Starting with the line that contains "purple sky in the image above.", set down each line through the end of the entries below, exactly and with nothing added.

•••••

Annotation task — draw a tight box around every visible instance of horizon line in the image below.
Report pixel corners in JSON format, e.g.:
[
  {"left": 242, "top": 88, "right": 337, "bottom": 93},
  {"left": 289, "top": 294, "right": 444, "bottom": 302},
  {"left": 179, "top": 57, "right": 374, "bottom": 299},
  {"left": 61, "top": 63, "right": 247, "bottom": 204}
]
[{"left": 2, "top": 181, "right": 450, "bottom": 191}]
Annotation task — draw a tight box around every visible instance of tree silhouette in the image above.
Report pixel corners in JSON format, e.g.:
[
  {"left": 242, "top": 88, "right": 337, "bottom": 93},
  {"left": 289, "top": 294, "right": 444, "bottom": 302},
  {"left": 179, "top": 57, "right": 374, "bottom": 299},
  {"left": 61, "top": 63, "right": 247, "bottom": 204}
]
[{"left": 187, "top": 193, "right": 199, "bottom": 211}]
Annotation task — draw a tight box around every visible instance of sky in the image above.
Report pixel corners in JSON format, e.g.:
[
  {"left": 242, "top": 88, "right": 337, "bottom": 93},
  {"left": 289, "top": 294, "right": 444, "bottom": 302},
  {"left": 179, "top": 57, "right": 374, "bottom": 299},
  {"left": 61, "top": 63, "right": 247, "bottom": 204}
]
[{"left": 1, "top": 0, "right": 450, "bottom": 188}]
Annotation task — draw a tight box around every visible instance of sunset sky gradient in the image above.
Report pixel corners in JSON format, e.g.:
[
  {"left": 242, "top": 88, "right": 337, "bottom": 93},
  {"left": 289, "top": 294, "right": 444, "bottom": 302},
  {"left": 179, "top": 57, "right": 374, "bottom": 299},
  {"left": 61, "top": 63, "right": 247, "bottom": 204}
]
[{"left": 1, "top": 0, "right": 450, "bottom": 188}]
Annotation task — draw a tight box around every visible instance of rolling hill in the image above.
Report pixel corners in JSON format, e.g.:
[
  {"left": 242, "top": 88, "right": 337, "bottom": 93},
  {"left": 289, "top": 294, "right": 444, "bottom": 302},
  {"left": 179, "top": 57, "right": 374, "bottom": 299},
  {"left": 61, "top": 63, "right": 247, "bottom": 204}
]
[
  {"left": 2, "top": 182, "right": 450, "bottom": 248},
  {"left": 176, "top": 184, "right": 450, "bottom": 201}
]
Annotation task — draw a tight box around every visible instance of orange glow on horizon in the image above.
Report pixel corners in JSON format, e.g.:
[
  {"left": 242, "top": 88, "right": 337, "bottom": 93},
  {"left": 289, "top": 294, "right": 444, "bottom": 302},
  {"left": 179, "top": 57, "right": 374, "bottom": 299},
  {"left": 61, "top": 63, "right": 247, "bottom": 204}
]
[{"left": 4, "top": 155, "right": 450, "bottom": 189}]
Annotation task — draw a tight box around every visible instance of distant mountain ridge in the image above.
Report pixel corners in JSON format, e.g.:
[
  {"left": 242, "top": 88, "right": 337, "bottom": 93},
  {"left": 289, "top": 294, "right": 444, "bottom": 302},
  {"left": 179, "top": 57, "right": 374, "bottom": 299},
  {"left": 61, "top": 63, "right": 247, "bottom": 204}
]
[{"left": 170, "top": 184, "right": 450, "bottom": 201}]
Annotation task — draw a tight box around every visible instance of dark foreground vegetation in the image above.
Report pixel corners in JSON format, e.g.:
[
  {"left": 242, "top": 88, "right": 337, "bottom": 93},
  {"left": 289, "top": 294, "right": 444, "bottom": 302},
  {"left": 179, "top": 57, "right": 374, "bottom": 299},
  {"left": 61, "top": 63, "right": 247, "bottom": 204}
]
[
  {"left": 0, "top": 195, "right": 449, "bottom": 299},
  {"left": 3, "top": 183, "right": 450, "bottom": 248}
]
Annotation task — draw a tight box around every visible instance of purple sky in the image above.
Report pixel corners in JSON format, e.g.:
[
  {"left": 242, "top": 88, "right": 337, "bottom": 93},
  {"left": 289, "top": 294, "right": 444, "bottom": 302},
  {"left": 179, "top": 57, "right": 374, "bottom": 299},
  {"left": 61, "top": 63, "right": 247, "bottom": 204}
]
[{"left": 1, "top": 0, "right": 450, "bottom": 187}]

•••••

* [Exercise response]
Annotation task — draw a tight box around every visible instance of purple sky in the image above.
Report pixel corners in JSON format, e.g.:
[
  {"left": 242, "top": 88, "right": 337, "bottom": 93},
  {"left": 289, "top": 294, "right": 444, "bottom": 302},
  {"left": 179, "top": 57, "right": 374, "bottom": 299},
  {"left": 61, "top": 63, "right": 247, "bottom": 204}
]
[{"left": 1, "top": 0, "right": 450, "bottom": 187}]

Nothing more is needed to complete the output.